## [Extracted entries]
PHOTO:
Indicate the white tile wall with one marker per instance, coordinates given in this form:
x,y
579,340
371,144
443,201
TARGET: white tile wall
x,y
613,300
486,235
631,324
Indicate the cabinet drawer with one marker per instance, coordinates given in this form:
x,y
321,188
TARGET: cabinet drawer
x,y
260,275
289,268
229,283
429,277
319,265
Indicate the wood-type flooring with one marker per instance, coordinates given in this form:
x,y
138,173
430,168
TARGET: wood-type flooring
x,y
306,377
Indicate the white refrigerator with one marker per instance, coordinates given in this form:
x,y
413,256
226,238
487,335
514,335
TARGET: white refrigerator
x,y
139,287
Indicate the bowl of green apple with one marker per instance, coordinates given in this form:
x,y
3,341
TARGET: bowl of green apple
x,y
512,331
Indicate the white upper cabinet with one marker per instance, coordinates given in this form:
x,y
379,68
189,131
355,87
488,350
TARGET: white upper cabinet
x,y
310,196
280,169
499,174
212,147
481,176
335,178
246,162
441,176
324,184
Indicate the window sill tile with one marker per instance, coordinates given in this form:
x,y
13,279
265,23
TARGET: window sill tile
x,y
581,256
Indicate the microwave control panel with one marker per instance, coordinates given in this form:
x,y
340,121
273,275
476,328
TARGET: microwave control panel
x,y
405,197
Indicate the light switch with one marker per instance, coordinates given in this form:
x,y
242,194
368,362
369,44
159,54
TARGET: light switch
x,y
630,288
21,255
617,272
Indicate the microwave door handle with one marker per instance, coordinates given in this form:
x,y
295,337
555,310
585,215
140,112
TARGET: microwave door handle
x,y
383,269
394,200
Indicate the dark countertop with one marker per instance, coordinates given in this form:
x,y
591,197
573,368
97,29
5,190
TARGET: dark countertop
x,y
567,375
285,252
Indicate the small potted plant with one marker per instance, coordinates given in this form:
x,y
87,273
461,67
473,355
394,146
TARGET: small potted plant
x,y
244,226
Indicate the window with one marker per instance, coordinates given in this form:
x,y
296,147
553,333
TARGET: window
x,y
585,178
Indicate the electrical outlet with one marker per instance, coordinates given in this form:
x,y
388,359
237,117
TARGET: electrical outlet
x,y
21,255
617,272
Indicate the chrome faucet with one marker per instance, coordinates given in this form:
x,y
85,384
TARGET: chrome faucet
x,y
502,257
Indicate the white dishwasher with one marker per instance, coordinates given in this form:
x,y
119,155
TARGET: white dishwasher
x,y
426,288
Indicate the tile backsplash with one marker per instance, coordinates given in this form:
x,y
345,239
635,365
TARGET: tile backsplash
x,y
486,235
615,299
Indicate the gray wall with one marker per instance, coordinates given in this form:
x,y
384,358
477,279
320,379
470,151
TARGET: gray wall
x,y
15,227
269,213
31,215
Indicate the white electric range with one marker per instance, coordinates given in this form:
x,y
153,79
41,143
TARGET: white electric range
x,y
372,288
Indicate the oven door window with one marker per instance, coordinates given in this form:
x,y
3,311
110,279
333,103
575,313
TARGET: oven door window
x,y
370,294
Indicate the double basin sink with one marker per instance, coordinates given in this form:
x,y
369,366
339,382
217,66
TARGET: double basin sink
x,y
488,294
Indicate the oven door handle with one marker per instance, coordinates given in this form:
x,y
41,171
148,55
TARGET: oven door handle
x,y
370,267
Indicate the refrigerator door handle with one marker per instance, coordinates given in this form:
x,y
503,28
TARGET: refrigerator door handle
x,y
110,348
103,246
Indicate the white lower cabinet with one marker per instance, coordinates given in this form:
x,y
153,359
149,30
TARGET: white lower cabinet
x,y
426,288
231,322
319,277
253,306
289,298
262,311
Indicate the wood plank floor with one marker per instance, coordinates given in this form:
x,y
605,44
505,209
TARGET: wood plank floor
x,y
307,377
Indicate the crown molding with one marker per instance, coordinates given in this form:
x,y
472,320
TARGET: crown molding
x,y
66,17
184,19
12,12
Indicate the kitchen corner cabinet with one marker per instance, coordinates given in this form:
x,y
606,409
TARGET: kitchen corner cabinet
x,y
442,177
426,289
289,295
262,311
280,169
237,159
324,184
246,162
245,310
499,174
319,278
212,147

## [About this exercise]
Down to the last line, restate the records exactly.

## [Worked solution]
PHOTO:
Indicate the white tile wall with one marker per instance, coordinates given in this form:
x,y
579,340
371,144
443,201
TARGET: white tile wall
x,y
613,300
486,235
631,324
Indicate the cabinet drawer with one marker per instance, coordinates given in this form:
x,y
321,188
TARGET: cabinet drawer
x,y
260,275
289,268
229,283
429,277
319,265
Indicate the wood-type flooring with one marker per instance, coordinates given in this form:
x,y
138,173
430,168
TARGET: wood-type flooring
x,y
306,377
Indicate the white refrigerator with one marker per instance, coordinates given in this form:
x,y
413,256
226,238
487,335
514,335
TARGET: white refrigerator
x,y
139,287
Indicate the bowl of green apple with one marker per instance, coordinates given in this form:
x,y
3,341
TARGET: bowl of green apple
x,y
512,331
Indicate the white upper cabinet with one marker per instance, coordinates given in this form:
x,y
379,68
189,131
355,87
488,350
TARGET: white upper cabinet
x,y
310,196
280,169
499,174
212,147
481,176
335,178
246,162
441,176
324,184
Indicate the window sill tile with one marker per instance, coordinates given in this form:
x,y
13,279
265,23
TARGET: window sill tile
x,y
581,256
Indicate the microwave control panel with one marker per instance, coordinates given in this form:
x,y
340,121
273,275
476,328
TARGET: microwave control panel
x,y
405,197
Indicate the light switch with one marker per instance, coordinates given in this form:
x,y
242,194
368,362
369,44
159,54
TARGET: light switch
x,y
630,288
21,255
617,272
Indicate the microwave door handle with one marker per instance, coordinates given in this form:
x,y
295,337
555,310
585,215
140,112
TARGET: microwave door handle
x,y
383,269
394,200
Indicate the dark countertop with one marker per instance, coordinates given in this form:
x,y
591,197
573,368
97,29
5,190
TARGET: dark countertop
x,y
567,375
285,252
Indicate the small potted plant with one marker per instance, coordinates given in this form:
x,y
87,273
461,67
473,355
394,146
TARGET: small potted plant
x,y
244,226
Indicate the window with one marker per instance, coordinates given in this form:
x,y
296,147
553,333
TARGET: window
x,y
585,178
Indicate the electrical outlet with one marker per instance, coordinates given in this form:
x,y
388,359
237,117
TARGET: electrical outlet
x,y
21,255
617,272
Indicate the chrome faucet with one marker per instance, coordinates given in this form:
x,y
85,384
TARGET: chrome faucet
x,y
502,257
Indicate the white dishwasher with one marker per instance, coordinates given in this form:
x,y
119,155
TARGET: white dishwasher
x,y
426,288
Indicate the tile backsplash with one marker per instance, coordinates given in this form:
x,y
345,239
635,365
TARGET: tile backsplash
x,y
486,235
615,299
Indicate the gray wall with one marker per instance, coordinates given in this form:
x,y
384,358
477,279
320,379
470,151
TARGET: gray wall
x,y
15,227
269,213
31,215
Indicate the white electric range with one marker per instance, coordinates given in this form:
x,y
153,79
41,143
TARGET: white electric range
x,y
372,288
Indicate the oven door window with one marker per instance, coordinates given in this form:
x,y
3,311
110,279
333,103
575,313
TARGET: oven door window
x,y
370,294
Indicate the double basin sink with one marker per instance, coordinates given in this form:
x,y
369,366
339,382
217,66
TARGET: double basin sink
x,y
488,294
Indicate the oven door handle with one marker per instance, coordinates given in this form:
x,y
41,171
148,55
TARGET: oven door handle
x,y
370,267
Indicate the refrigerator door handle with one marker per instance, coordinates given in this form:
x,y
503,28
TARGET: refrigerator door handle
x,y
110,348
103,246
Indicate the white lower cabinet with one marker per instance, coordinates given in this form:
x,y
153,359
149,30
TARGET: white lower cabinet
x,y
426,288
231,322
319,277
253,306
289,298
262,311
Indicate the wood plank floor with one marker per instance, coordinates given in this form:
x,y
605,44
505,209
TARGET: wood plank floor
x,y
307,377
Indicate the crown molding with one marker per instance, coordinates given in this form:
x,y
472,320
TARGET: crown molding
x,y
66,17
184,19
12,12
Indicate the kitchen corner cabinet with one marker per instance, coordinates given in this form:
x,y
606,409
TARGET: kitchen corner cabinet
x,y
442,177
426,289
289,295
262,311
280,169
237,159
324,184
246,162
245,310
499,174
319,278
212,147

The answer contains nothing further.